TASK STATEMENT: All lines containing the string "instance" must be copied from the entries.

GIVEN ENTRIES:
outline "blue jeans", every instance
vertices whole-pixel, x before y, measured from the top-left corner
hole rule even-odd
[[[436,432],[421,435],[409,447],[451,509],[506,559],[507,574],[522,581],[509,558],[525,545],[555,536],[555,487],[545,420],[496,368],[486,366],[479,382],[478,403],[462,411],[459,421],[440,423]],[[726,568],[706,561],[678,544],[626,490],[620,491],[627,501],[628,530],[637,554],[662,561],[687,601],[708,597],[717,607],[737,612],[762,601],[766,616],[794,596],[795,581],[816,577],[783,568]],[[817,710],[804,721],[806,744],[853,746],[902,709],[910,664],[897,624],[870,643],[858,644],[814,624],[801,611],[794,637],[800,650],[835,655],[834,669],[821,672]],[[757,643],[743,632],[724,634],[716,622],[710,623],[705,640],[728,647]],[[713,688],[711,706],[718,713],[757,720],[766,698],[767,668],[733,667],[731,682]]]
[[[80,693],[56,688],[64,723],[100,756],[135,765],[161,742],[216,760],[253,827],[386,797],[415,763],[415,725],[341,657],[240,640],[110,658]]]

* * *

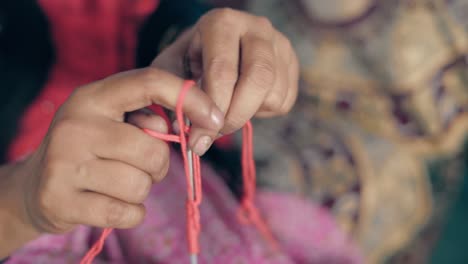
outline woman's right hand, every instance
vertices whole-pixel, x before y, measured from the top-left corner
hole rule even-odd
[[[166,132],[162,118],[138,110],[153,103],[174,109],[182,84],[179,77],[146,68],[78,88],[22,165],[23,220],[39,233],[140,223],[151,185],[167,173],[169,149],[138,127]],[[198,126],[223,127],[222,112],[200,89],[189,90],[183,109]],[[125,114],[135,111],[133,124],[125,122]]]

* * *

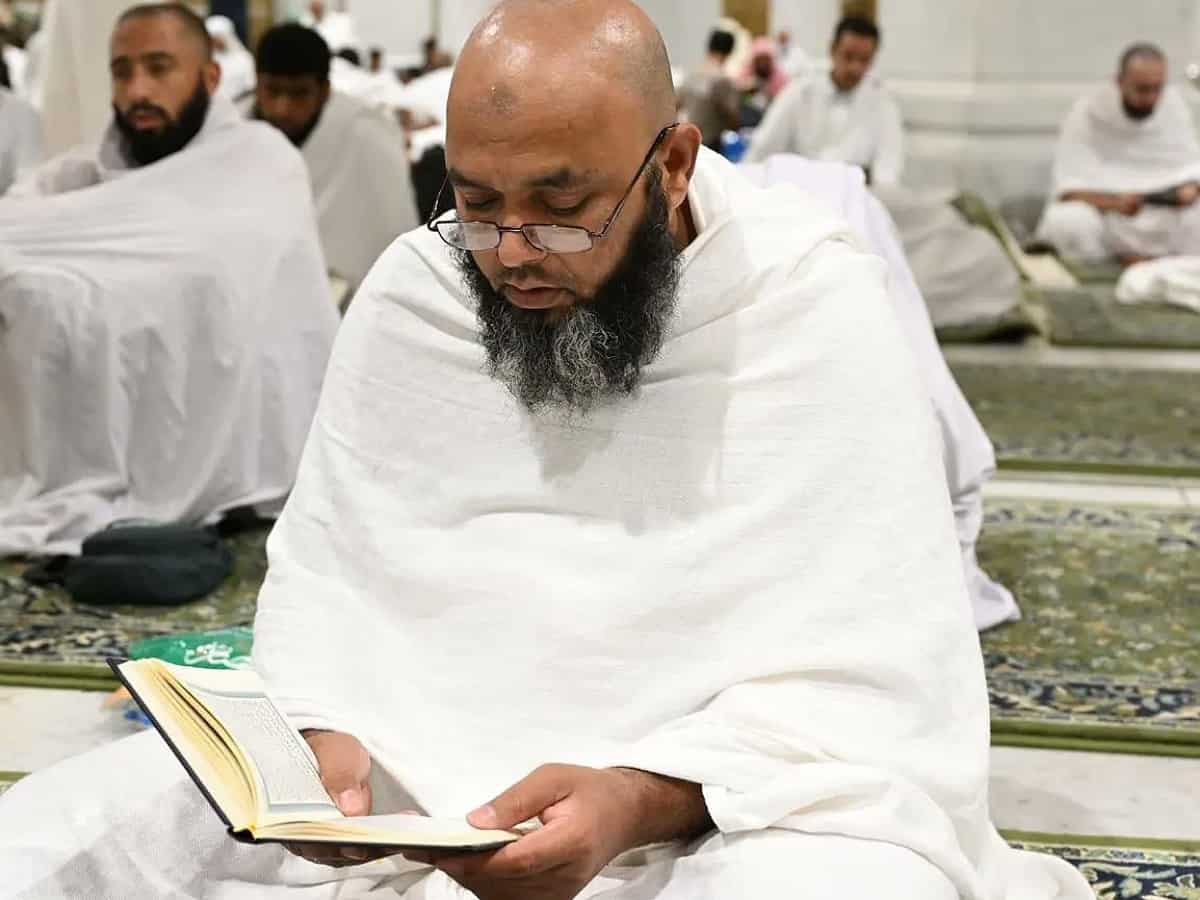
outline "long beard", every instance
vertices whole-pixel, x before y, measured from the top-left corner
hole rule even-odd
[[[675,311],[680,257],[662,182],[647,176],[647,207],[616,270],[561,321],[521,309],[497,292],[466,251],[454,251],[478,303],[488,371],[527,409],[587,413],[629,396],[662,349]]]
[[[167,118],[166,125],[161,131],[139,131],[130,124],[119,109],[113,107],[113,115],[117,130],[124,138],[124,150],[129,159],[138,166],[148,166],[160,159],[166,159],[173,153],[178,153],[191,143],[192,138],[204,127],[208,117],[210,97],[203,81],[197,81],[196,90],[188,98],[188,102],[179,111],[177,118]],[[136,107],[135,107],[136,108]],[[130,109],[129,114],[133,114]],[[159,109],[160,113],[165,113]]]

SOLUTION BELOW:
outline "blue jeans", every instance
outline woman's right hand, every instance
outline "long beard", every instance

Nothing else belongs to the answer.